**PROMPT**
Return every line below that contains the word "blue".

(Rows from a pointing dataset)
◆ ◆ ◆

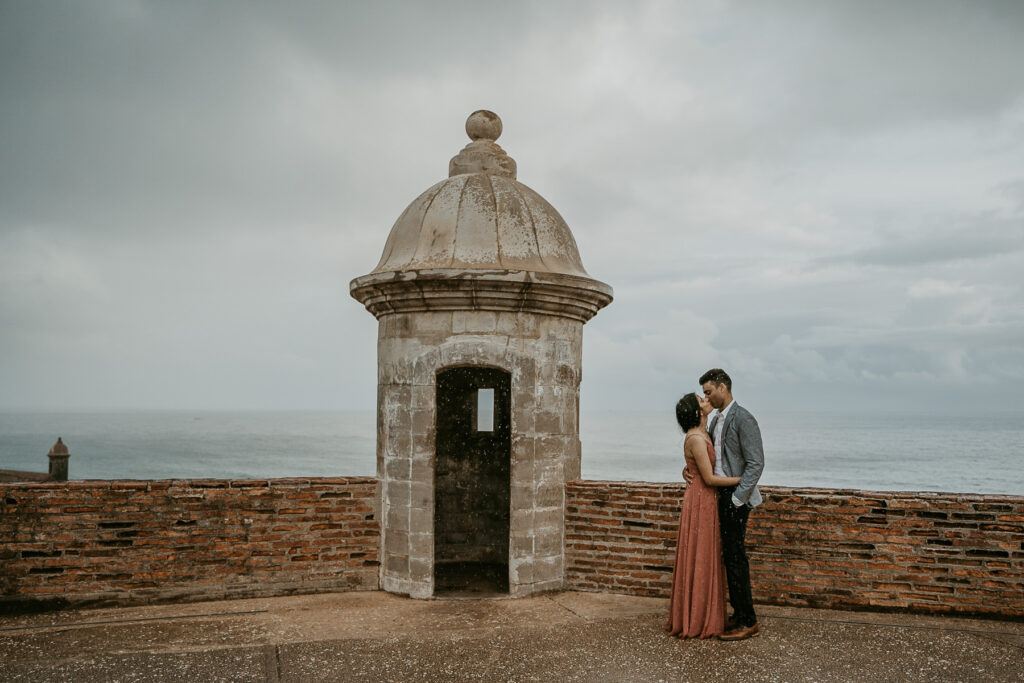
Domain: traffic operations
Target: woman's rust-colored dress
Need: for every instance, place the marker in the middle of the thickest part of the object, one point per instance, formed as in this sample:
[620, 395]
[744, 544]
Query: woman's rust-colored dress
[696, 608]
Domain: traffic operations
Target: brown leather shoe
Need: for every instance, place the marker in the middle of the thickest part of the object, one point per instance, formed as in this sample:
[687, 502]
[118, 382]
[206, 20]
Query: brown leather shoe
[741, 633]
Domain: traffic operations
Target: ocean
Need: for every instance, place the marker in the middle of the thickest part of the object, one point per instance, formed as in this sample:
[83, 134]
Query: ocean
[979, 455]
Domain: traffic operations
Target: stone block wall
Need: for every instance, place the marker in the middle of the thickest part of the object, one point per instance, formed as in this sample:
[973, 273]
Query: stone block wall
[543, 353]
[812, 547]
[85, 543]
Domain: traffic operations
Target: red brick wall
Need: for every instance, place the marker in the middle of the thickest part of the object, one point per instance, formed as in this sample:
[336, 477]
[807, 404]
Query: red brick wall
[135, 542]
[815, 547]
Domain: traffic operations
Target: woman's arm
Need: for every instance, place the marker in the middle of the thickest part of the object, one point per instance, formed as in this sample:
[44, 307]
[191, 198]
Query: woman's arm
[699, 452]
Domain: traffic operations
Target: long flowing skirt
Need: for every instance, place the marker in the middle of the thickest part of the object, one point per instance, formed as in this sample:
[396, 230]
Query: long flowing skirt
[696, 608]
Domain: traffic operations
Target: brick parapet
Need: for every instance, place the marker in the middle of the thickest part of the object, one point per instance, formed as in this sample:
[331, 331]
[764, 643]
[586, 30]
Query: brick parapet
[922, 552]
[82, 543]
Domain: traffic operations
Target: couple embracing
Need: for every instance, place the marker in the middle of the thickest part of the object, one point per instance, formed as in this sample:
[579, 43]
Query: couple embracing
[724, 461]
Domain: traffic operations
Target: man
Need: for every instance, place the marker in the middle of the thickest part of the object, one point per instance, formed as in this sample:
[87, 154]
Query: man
[737, 453]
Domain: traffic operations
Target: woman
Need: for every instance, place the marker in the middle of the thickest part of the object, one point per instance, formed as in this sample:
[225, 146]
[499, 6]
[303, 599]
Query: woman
[697, 605]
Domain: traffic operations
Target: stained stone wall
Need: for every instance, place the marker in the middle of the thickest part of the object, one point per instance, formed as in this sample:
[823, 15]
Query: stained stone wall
[543, 355]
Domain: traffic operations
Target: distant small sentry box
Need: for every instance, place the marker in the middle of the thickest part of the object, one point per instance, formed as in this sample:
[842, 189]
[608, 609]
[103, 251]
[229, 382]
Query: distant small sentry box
[58, 456]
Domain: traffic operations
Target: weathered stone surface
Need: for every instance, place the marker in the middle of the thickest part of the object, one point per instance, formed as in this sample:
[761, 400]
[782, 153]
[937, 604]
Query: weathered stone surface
[479, 272]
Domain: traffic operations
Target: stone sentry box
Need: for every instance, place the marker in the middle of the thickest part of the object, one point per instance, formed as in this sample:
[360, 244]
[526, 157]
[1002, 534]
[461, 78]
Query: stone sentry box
[480, 298]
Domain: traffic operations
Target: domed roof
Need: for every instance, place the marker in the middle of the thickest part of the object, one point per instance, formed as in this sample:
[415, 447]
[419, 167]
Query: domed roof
[481, 218]
[480, 241]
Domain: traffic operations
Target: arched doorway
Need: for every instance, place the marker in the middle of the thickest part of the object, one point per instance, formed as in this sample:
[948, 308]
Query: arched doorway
[472, 480]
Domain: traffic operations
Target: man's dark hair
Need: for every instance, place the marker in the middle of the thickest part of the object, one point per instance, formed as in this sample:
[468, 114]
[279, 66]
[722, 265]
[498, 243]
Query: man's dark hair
[688, 412]
[718, 376]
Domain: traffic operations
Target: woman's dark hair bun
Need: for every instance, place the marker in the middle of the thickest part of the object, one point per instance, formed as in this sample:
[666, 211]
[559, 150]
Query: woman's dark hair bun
[688, 412]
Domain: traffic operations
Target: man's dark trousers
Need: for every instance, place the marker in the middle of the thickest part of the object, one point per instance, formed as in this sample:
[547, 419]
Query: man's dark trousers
[732, 522]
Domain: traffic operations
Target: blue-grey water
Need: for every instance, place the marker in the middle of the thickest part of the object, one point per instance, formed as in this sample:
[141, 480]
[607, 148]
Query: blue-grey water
[982, 455]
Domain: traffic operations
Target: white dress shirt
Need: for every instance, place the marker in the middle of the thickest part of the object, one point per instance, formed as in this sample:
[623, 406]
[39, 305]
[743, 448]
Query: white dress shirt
[719, 470]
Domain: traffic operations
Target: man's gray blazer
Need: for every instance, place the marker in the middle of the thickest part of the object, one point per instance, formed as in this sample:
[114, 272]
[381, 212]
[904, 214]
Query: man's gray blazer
[742, 454]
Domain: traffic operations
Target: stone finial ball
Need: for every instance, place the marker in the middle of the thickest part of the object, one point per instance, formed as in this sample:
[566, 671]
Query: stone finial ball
[483, 125]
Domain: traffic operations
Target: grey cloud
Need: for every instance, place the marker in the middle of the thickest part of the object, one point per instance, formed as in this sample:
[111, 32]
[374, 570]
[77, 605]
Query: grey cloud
[186, 188]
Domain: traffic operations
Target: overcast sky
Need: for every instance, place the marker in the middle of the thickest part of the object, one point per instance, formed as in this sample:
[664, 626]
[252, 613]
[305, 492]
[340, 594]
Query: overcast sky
[825, 199]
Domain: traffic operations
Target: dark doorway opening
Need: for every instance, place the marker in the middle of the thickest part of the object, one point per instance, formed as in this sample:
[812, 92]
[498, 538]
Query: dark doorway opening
[472, 485]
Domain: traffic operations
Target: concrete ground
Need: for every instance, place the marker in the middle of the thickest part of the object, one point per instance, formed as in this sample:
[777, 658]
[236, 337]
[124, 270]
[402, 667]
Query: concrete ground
[375, 636]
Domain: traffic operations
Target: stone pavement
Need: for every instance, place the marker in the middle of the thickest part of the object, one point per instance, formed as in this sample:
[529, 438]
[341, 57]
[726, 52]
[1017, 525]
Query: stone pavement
[375, 636]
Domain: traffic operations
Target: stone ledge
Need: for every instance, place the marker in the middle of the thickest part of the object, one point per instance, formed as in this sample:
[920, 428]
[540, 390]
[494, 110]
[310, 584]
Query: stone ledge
[419, 291]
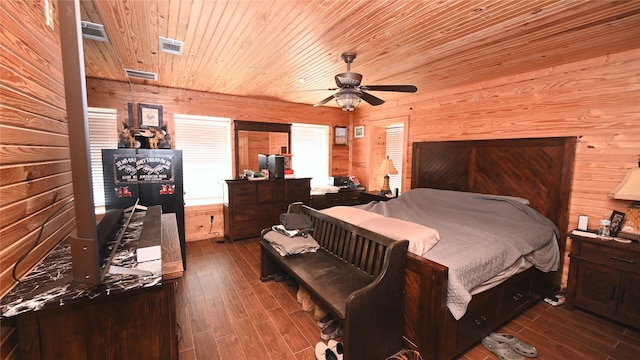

◆ ◆ ◆

**SOLUTION**
Target: blue-grey water
Query: blue-grey water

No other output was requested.